Records to process =
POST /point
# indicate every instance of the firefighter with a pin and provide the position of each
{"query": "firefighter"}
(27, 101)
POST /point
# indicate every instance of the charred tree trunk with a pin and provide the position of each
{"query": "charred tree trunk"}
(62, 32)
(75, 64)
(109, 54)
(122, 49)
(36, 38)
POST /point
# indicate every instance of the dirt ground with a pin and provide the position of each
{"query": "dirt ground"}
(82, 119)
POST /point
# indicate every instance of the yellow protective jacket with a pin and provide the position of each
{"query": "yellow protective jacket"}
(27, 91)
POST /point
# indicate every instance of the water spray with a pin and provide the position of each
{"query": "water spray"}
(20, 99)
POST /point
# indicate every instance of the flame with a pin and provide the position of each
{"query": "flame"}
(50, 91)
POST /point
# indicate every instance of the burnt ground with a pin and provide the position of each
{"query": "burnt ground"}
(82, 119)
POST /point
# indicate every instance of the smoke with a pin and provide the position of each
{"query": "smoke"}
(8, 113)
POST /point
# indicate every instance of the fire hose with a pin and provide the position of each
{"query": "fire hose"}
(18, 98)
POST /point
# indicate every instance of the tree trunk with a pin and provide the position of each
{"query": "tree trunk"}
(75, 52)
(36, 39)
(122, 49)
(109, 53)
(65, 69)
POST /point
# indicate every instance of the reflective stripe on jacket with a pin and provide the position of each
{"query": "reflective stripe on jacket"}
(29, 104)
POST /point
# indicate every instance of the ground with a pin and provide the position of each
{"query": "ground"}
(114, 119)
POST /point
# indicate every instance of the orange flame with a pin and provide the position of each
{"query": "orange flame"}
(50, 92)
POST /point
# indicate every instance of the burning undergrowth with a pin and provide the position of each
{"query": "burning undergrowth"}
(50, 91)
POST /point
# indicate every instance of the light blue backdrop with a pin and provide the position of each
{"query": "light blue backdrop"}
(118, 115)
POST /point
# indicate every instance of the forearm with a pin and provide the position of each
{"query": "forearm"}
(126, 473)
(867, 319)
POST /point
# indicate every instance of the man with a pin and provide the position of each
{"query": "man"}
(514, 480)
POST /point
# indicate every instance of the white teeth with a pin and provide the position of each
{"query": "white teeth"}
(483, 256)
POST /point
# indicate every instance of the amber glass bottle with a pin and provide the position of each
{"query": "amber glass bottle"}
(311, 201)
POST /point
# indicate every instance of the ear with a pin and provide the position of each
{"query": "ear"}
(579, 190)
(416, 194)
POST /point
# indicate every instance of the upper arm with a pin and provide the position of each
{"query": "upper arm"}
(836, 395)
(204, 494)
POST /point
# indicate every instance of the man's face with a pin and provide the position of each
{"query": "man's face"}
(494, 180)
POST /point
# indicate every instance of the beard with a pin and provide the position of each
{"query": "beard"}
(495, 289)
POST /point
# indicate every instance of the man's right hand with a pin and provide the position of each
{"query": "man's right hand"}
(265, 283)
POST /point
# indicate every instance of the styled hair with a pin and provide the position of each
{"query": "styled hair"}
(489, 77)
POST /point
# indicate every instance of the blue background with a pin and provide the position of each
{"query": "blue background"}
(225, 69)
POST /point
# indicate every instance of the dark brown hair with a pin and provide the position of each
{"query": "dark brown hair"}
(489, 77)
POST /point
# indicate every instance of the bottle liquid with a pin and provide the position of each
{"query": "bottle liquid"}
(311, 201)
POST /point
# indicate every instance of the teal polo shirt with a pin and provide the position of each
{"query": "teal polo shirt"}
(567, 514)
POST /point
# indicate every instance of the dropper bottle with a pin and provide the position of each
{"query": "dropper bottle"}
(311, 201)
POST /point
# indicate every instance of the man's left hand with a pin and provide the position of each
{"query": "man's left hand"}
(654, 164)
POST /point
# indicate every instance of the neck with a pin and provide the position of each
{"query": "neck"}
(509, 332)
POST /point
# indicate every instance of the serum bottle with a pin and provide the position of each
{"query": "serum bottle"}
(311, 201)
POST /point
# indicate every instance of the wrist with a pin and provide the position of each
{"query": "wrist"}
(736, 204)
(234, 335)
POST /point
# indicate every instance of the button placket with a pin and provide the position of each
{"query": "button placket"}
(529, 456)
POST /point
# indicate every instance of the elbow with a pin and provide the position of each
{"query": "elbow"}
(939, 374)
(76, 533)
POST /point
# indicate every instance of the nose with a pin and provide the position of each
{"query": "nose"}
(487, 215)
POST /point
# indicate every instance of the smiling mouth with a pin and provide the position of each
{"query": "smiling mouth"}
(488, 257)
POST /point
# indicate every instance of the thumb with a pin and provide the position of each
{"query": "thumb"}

Exercise description = Word for word, output all of the material above.

Written solution =
POST /point
# indicate every instance of the firefighter with a pin and provide the position of each
{"query": "firefighter"}
(27, 101)
POST /point
# indicate every instance of the charred tree trunk with a pin and provide the position of each
{"query": "charred tree trunk"}
(62, 32)
(75, 64)
(109, 54)
(122, 49)
(36, 38)
POST /point
# indicate every instance of the dirt ground with a pin and provide the position of each
{"query": "dirt ground"}
(82, 119)
POST /point
# indicate every instance of the yellow protective jacket with a pin and provide the position of each
{"query": "yellow protective jacket"}
(27, 91)
POST /point
# indicate every instance of the water spray with a pin and provide the position of each
{"query": "water spray"}
(20, 99)
POST /point
# indicate every instance of the flame with a pin and provide the position of each
{"query": "flame"}
(50, 91)
POST /point
# indicate every instance of the burnt ground with a pin and provide the position of each
{"query": "burnt ground"}
(82, 119)
POST /point
# indicate every instance of the smoke with a pin and provide the position of each
{"query": "smoke"}
(8, 113)
POST /point
# indicate every instance of the fire hose with a pin and provide the position of each
{"query": "fire hose"}
(18, 98)
POST /point
# indicate every instance of the tree trunk with a pin and provide the position of each
{"query": "tree trunk"}
(75, 52)
(36, 39)
(122, 49)
(109, 53)
(65, 69)
POST /point
# indicate every instance of the reflective stripe on jacket with a pin and provide the position of each
{"query": "reflective stripe on jacket"}
(29, 104)
POST /point
# indicate every instance of the ground with a pin and provide the position of each
{"query": "ground"}
(114, 119)
POST /point
# indicate every instance of the orange flame with a pin and provide the position of each
{"query": "orange flame"}
(50, 92)
POST /point
# indicate every instance of the burning undergrowth with a pin and provide the position of each
{"query": "burning undergrowth"}
(50, 91)
POST /point
# indicate every instance of the light blue backdrop with a pin and provide the position of each
{"query": "light blue backdrop"}
(118, 115)
POST /point
# indicate every instance of the forearm with a pin and provide the position of each
{"query": "forearm"}
(126, 473)
(867, 319)
POST /point
# indicate every instance of the man with a pin and provide the position of each
{"query": "man"}
(514, 480)
POST /point
# indicate every instance of the white teeth with a pin and provide the position of each
{"query": "white teeth"}
(483, 256)
POST /point
# indicate every instance of the amber glass bottle with a pin and provide the position of each
{"query": "amber glass bottle"}
(311, 201)
POST /point
# indicate every instance of the ear with a pin and provide the position of each
{"query": "ear"}
(579, 190)
(416, 194)
POST /point
# indicate every instance of the upper arm with a pin and provide the position of each
{"query": "upper arm"}
(836, 395)
(204, 494)
POST /point
# indicate every instance of the man's face with a pin and provide the position of each
{"query": "man's face"}
(494, 180)
POST /point
# indicate every instance of the beard with a pin and provide the position of each
{"query": "beard"}
(495, 289)
POST /point
# indicate every instance of the man's right hand with a pin and provide the position of each
{"query": "man's right hand"}
(265, 283)
POST /point
# indicate every instance of the styled hair with a pin and provide the position of each
{"query": "styled hair"}
(489, 77)
POST /point
# indicate every instance of the blue background with a pin and provide the position of each
{"query": "blue background"}
(225, 69)
POST /point
# indicate every instance of the dark brown hair with a pin and provide the position of each
{"query": "dark brown hair"}
(489, 77)
POST /point
# indicate every instance of the bottle liquid with a pin and provide the position of each
{"query": "bottle liquid"}
(311, 201)
POST /point
# indicate every instance of the teal polo shirt with a pin and provide the position of each
{"query": "teal polo shirt"}
(567, 514)
POST /point
# indicate every instance of the dropper bottle with a pin and provide the position of each
{"query": "dropper bottle"}
(311, 201)
POST /point
# indicate every instance of the man's left hand with a pin and provide the position of each
{"query": "man's left hand"}
(654, 164)
POST /point
# indicate every instance of the neck with a pin and provide the position of each
{"query": "neck"}
(509, 332)
POST /point
# indicate every instance of the serum bottle with a pin and provide the position of each
{"query": "serum bottle"}
(311, 201)
POST /point
# indicate every instance of the wrist with a pin and provide the position of each
{"query": "wrist"}
(736, 204)
(234, 335)
POST /point
# indicate every instance of the button placket with a pin and provide the position of each
{"query": "button placket"}
(529, 456)
POST /point
# indicate every instance of the elbow with a pin and provide the position of each
{"query": "elbow"}
(939, 374)
(76, 533)
POST /point
# indicate every instance of the nose with a pin and provide the position of each
{"query": "nose"}
(487, 215)
POST /point
# indicate every instance of the smiling mouth with a pin and provide the position of each
{"query": "smiling mouth"}
(488, 257)
POST /point
# indicate every instance of the thumb with a pin and provide the position of each
{"query": "thumb"}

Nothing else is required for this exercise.